═══ Data for this exercise ═══

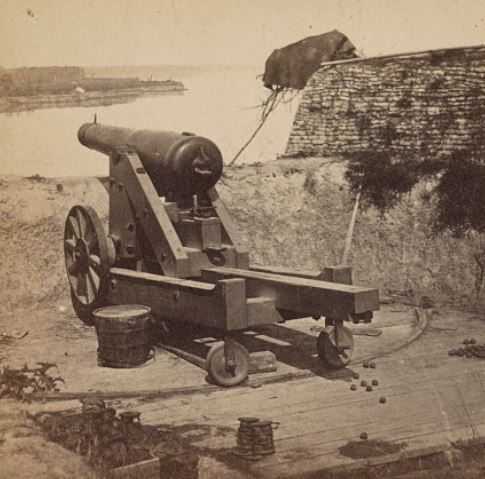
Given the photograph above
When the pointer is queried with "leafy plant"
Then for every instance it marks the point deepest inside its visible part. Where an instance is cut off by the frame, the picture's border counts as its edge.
(18, 383)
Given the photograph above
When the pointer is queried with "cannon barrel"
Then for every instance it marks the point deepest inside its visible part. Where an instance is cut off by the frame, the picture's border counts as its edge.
(179, 164)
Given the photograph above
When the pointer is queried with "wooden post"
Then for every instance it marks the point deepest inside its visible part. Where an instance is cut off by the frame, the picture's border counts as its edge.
(350, 231)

═══

§ What is needed: Lay out the lines above as a JSON list of strings, one string per line, skipping blank lines. Leave the picture out of the list.

§ Response to the exercise:
[
  "Given the photograph above",
  "When the pointer is queried with \"leafy plant\"",
  "Then for every instance it marks the point deepest inside its visible part. Where an instance is cut off by the frame, the picture's border counts as its edge.",
  "(18, 383)",
  "Given the photograph above",
  "When the pointer is queried with \"cannon barrel\"",
  "Then for every instance it marks the point deepest inside its visible part. Where an instance is cut off by the frame, the picture's border counts as its edge.",
  "(179, 164)",
  "Given the photograph above",
  "When the pointer is queried with \"wooden post\"",
  "Then for every instance it marks the point deepest inside its visible part. Where an instance is cut off by the frame, the picture's border counts as its edge.",
  "(350, 231)"
]